**Do this:**
Reproduce verbatim the lines from the one containing "board. For each one, return a bounding box." through the one containing "[340,415,710,576]", both included.

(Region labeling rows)
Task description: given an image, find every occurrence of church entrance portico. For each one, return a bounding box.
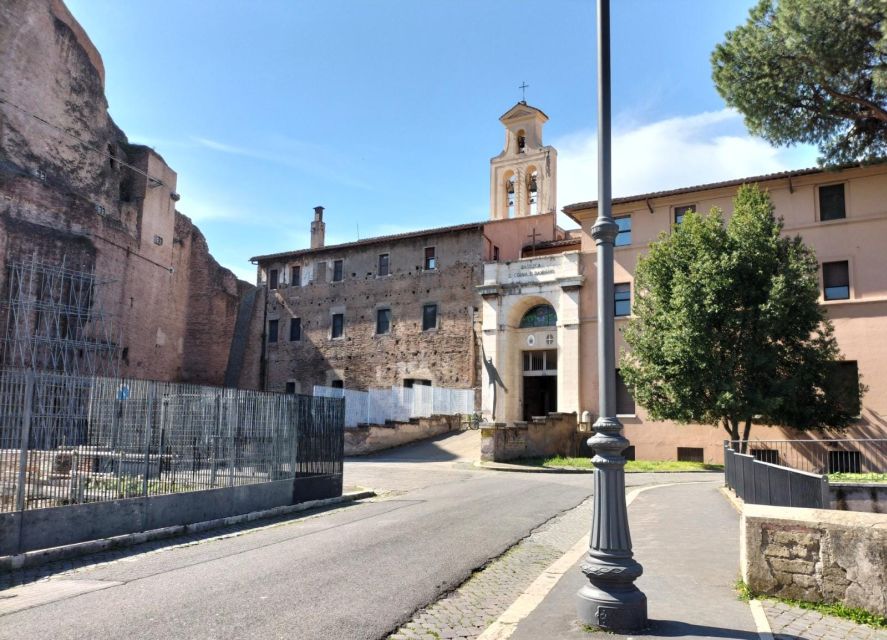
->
[521,349,557,422]
[479,252,583,423]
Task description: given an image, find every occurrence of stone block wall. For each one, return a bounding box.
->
[741,505,887,615]
[345,416,460,456]
[481,413,579,462]
[0,0,250,384]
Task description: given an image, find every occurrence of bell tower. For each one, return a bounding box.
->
[490,100,557,220]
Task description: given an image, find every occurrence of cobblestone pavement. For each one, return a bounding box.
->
[389,498,593,640]
[761,600,887,640]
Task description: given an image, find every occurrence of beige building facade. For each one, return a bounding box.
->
[564,159,887,462]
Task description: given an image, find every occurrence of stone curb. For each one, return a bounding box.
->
[0,490,376,573]
[474,462,724,474]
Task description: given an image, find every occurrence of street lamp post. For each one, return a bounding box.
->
[577,0,647,632]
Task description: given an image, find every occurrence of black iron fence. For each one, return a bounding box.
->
[731,438,887,474]
[724,441,831,509]
[0,370,344,513]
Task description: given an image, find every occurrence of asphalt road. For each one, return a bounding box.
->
[0,432,708,640]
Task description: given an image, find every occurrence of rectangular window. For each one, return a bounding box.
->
[826,360,862,416]
[613,282,631,318]
[751,449,779,464]
[616,369,635,416]
[425,247,437,271]
[674,204,696,224]
[819,184,847,221]
[290,266,302,287]
[376,309,391,335]
[330,313,345,338]
[422,304,437,331]
[313,261,326,282]
[678,447,705,462]
[614,216,631,247]
[333,260,345,282]
[822,260,850,300]
[524,349,557,374]
[290,318,302,342]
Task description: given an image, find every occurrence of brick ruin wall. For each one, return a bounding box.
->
[0,0,250,384]
[262,229,484,393]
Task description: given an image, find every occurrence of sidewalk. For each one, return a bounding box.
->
[492,482,887,640]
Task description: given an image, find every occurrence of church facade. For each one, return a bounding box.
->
[253,103,565,400]
[254,97,887,462]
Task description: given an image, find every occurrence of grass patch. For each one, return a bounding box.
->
[828,473,887,483]
[540,456,724,473]
[734,580,887,629]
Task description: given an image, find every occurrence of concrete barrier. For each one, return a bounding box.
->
[0,475,342,556]
[740,504,887,616]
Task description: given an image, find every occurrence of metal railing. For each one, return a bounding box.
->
[724,441,831,509]
[731,438,887,474]
[0,370,344,512]
[314,385,475,427]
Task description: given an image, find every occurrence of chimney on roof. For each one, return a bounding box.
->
[311,207,326,249]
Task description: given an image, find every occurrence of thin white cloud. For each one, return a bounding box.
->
[553,109,816,212]
[191,136,373,190]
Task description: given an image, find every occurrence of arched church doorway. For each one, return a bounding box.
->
[520,304,558,421]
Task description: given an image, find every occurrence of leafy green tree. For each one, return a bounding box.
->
[712,0,887,164]
[620,186,864,449]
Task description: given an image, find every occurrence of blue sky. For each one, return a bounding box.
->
[67,0,816,280]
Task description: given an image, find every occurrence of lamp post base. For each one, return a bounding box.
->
[576,584,648,633]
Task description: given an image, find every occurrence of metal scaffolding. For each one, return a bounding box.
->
[0,255,120,447]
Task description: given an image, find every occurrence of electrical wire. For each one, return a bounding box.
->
[0,97,175,273]
[0,96,172,194]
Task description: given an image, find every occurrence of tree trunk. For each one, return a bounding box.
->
[722,418,745,453]
[739,418,751,453]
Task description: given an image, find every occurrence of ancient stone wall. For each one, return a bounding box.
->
[740,505,887,615]
[0,0,248,384]
[345,416,460,456]
[261,226,484,393]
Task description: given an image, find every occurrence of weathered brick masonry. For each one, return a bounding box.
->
[261,225,484,393]
[0,0,250,384]
[251,213,562,393]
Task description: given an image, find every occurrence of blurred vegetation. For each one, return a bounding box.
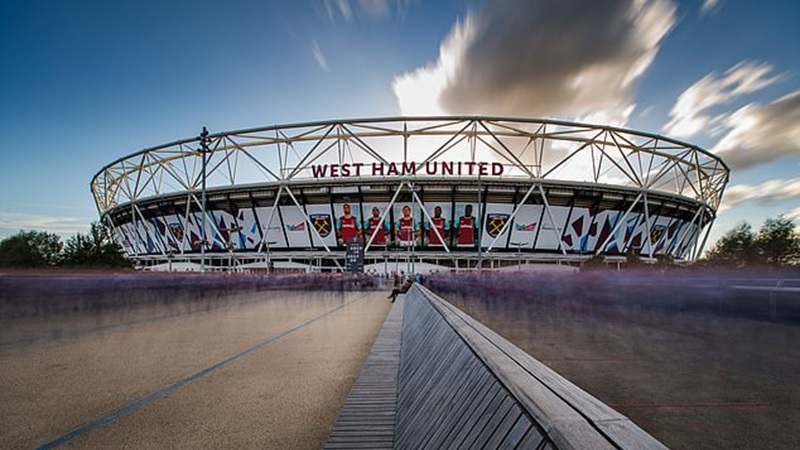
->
[702,216,800,268]
[0,222,133,269]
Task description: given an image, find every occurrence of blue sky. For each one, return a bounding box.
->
[0,0,800,250]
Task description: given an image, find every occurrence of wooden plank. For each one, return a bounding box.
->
[410,287,666,449]
[325,299,404,449]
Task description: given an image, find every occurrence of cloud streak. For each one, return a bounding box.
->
[721,178,800,209]
[318,0,413,23]
[711,91,800,169]
[0,212,89,236]
[311,40,328,72]
[700,0,721,17]
[393,0,676,122]
[664,61,783,137]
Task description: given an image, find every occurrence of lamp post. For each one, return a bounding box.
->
[265,241,278,275]
[200,127,208,272]
[219,225,242,272]
[508,242,525,269]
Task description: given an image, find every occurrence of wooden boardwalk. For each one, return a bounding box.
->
[325,296,404,449]
[325,286,666,450]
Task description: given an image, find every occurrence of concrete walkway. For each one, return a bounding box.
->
[0,292,391,449]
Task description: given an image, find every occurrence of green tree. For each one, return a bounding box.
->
[755,215,800,266]
[0,231,63,269]
[61,222,132,268]
[705,222,758,267]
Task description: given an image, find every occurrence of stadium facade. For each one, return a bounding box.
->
[91,116,729,270]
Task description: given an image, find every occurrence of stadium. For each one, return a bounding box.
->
[91,116,729,272]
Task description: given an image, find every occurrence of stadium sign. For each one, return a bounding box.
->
[311,161,505,178]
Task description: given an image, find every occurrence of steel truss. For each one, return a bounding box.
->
[91,117,729,268]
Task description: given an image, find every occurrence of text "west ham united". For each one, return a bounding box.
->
[311,161,504,178]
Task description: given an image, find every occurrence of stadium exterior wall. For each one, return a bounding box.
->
[91,117,729,270]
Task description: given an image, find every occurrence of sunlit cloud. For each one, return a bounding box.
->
[786,207,800,223]
[393,0,676,125]
[322,0,353,22]
[664,61,783,138]
[318,0,413,23]
[0,212,89,236]
[711,91,800,169]
[720,178,800,209]
[311,40,328,71]
[700,0,722,17]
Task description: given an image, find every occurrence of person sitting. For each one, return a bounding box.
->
[389,279,414,303]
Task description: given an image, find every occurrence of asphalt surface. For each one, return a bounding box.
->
[0,291,390,449]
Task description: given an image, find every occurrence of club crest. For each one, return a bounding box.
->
[308,214,332,238]
[169,222,183,242]
[650,225,667,245]
[486,214,508,238]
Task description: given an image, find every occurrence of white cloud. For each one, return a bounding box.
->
[393,0,675,124]
[311,40,328,71]
[358,0,391,20]
[711,91,800,169]
[700,0,722,17]
[664,61,783,137]
[318,0,413,23]
[323,0,353,22]
[786,207,800,223]
[0,211,89,236]
[721,178,800,209]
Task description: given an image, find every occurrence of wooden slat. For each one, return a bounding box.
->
[325,299,404,450]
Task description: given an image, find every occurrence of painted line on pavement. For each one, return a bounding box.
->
[37,292,372,450]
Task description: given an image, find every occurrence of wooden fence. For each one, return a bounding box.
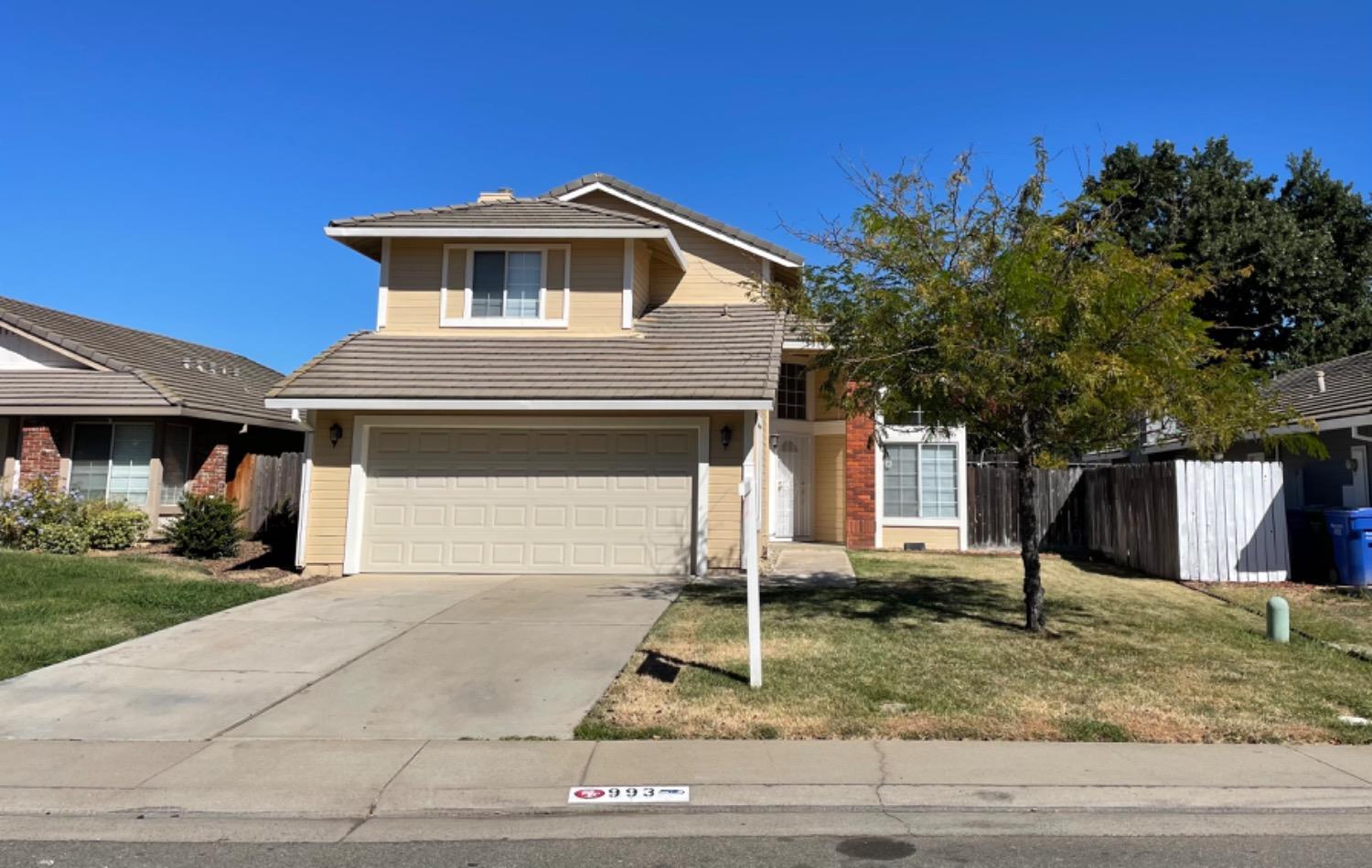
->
[968,461,1290,582]
[225,453,305,533]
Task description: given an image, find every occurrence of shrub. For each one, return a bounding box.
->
[258,500,301,554]
[0,476,85,552]
[35,524,91,554]
[85,500,148,550]
[167,494,243,558]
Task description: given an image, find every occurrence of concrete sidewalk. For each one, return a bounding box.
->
[0,738,1372,840]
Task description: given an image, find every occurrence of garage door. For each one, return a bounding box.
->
[361,428,696,574]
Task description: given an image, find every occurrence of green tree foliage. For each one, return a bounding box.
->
[1086,138,1372,369]
[760,143,1292,631]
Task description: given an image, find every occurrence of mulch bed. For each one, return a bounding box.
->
[91,541,331,588]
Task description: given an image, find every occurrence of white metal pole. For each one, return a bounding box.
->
[738,410,763,687]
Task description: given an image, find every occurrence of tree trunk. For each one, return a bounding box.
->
[1015,453,1045,634]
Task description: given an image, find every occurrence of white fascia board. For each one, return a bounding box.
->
[559,181,803,269]
[266,398,773,412]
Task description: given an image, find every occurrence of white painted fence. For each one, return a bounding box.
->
[1171,461,1292,582]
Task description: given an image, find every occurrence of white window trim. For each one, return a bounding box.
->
[62,420,161,509]
[872,418,968,550]
[438,244,573,329]
[340,415,710,576]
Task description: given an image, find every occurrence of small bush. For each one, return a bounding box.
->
[0,476,84,550]
[85,500,148,552]
[258,500,301,554]
[36,524,91,554]
[167,494,243,558]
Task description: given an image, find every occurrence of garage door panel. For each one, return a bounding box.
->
[362,428,696,573]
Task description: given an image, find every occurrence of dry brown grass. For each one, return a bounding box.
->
[579,554,1372,742]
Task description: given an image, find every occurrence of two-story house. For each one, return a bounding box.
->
[266,174,966,574]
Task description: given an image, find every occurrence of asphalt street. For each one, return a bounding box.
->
[0,835,1372,868]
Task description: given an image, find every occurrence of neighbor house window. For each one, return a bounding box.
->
[159,423,191,503]
[777,362,806,420]
[68,423,153,506]
[472,250,543,318]
[883,443,958,519]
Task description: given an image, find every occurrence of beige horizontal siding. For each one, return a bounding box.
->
[381,239,620,338]
[881,524,958,550]
[811,434,845,543]
[576,190,763,307]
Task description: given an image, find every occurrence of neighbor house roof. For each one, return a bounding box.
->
[546,171,806,266]
[269,305,782,407]
[1272,351,1372,421]
[0,296,296,428]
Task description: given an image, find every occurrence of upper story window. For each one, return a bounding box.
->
[777,362,806,420]
[468,250,543,319]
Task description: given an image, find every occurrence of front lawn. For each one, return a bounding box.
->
[0,552,282,679]
[578,552,1372,742]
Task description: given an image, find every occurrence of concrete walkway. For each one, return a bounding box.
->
[0,738,1372,840]
[0,576,682,740]
[763,543,856,587]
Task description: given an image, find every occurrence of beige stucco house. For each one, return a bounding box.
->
[266,174,966,574]
[0,297,305,535]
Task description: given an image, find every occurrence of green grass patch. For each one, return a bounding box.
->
[576,552,1372,742]
[0,552,282,679]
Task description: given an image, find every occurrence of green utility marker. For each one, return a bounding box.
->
[1268,596,1292,642]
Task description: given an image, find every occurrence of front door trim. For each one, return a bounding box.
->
[343,415,710,576]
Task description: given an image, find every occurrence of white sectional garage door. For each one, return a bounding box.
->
[361,428,697,574]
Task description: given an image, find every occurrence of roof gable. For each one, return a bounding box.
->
[0,296,296,428]
[548,171,806,267]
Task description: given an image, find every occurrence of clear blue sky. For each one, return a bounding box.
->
[0,0,1372,370]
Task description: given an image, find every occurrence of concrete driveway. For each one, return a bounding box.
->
[0,576,683,741]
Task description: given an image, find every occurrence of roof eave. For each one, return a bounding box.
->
[324,225,686,272]
[557,181,806,269]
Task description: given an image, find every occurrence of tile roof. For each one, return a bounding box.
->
[0,296,296,428]
[1272,351,1372,420]
[545,171,806,263]
[329,196,664,229]
[0,369,172,413]
[272,305,782,401]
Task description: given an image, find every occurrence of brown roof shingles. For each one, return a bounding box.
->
[0,296,295,428]
[272,305,782,401]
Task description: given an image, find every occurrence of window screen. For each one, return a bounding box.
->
[883,443,958,519]
[777,362,806,420]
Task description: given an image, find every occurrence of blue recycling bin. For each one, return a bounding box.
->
[1324,509,1372,588]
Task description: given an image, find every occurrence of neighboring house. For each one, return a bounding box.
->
[1144,345,1372,509]
[266,174,966,573]
[0,297,305,530]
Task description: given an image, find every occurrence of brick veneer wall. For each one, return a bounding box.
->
[19,423,62,486]
[191,443,230,495]
[844,417,877,549]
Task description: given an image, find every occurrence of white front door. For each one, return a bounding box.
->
[771,434,809,541]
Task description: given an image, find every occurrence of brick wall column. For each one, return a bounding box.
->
[844,417,877,549]
[19,423,62,487]
[191,443,230,497]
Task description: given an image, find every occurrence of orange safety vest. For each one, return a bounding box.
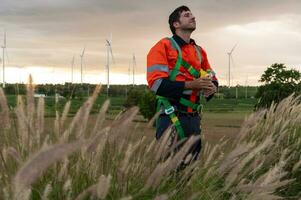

**Solution for this exercise:**
Task description: given an image, find every occurrence of white fascia board. For each one, return a bounding box.
->
[559,181,803,269]
[266,398,773,412]
Task description: given an image, find every occurrence of white painted fence. For each one, return a bounding box.
->
[1171,461,1292,582]
Task description: given an image, find every occurrence of white window trim. For each one, return a bounding box.
->
[62,420,161,509]
[872,418,968,550]
[438,244,573,329]
[340,415,710,576]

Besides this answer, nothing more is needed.